WORK TO COMPLETE
Display, in full, each row below that contains the word "beak".
-*-*-
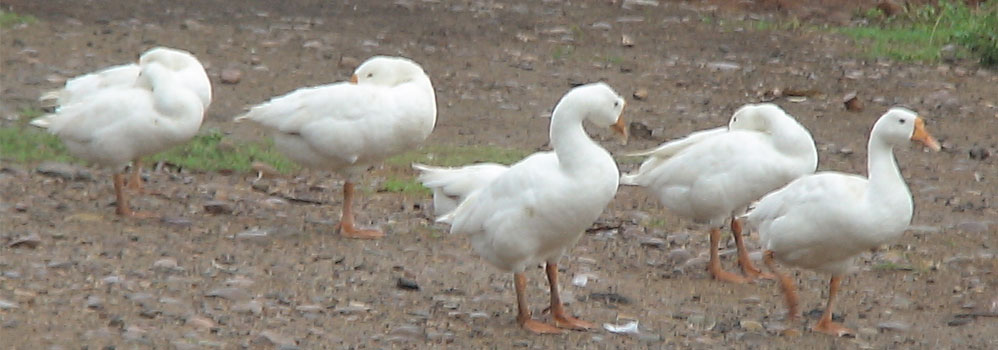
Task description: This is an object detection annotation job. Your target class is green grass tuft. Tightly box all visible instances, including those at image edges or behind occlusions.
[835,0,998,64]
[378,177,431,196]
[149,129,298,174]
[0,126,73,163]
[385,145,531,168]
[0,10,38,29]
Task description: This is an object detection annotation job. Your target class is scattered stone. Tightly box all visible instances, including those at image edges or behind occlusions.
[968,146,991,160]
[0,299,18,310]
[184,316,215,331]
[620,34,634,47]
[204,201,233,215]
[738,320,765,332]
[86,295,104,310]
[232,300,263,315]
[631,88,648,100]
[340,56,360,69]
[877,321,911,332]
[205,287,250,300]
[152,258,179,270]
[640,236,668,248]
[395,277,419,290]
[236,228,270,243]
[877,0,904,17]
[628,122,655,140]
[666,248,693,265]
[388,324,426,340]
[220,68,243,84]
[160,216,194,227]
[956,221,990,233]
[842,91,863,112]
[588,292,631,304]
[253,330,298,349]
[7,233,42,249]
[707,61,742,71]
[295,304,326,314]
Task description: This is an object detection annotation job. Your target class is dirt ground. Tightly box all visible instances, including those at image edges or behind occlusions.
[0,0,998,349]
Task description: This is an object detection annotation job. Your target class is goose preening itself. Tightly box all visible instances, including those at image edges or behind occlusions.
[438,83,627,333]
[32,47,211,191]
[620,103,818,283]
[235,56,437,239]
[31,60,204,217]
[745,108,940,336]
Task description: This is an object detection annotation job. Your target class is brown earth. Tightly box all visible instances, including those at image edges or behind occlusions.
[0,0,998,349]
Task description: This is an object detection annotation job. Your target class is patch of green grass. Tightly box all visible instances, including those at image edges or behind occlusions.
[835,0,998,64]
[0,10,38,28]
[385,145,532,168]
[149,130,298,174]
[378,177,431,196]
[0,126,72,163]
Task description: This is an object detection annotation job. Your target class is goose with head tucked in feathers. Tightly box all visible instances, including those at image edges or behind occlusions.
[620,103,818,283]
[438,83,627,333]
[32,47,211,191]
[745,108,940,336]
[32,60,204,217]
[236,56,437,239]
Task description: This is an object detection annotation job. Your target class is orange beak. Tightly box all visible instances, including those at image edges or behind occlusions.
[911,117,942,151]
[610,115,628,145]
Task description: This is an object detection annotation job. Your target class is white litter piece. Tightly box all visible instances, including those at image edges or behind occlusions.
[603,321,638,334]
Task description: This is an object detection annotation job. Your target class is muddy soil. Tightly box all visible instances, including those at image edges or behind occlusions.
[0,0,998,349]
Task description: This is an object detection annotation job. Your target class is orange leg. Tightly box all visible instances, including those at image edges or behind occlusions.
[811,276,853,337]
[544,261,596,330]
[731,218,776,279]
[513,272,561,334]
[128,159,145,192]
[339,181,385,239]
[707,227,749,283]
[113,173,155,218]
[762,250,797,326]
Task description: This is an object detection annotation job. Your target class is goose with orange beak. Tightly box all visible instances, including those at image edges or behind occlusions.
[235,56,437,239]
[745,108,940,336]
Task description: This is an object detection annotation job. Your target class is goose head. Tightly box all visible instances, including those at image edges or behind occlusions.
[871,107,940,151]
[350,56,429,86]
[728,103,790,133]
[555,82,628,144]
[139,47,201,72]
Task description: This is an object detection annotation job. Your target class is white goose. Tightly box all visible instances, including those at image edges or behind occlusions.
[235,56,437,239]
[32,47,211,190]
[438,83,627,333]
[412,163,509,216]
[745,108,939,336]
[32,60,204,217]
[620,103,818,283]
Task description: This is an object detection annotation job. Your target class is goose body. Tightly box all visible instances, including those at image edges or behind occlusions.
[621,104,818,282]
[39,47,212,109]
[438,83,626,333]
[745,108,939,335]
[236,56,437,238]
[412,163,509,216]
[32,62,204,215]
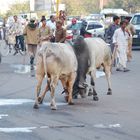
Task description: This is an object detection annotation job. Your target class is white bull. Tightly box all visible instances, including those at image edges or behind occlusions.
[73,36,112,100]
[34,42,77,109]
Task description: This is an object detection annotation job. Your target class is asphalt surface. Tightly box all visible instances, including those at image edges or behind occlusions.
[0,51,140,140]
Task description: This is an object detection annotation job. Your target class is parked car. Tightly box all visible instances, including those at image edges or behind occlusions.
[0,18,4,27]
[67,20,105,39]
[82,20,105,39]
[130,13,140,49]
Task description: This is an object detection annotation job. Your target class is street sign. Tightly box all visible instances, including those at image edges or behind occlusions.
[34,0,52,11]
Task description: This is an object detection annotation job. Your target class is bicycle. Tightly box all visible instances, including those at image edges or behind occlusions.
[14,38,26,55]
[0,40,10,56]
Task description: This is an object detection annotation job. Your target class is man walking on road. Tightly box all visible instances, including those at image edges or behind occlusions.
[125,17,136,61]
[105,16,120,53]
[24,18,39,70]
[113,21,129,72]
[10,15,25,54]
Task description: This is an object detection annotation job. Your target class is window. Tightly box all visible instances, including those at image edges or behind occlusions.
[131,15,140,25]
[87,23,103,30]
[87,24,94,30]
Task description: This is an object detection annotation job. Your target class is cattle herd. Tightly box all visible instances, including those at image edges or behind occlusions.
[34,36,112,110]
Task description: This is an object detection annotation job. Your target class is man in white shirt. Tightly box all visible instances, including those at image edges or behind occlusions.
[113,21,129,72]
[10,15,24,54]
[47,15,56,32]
-*-*-
RESULT
Task description: This is an object detection annotation job. Your target class is orange beak. Tightly box all visible instances, including those at image edges or behind occlusions.
Task description: This is an object detection annotation job. Your target class is goose with orange beak. Tightly box all visible instances, including those at image edges or behind occlusions.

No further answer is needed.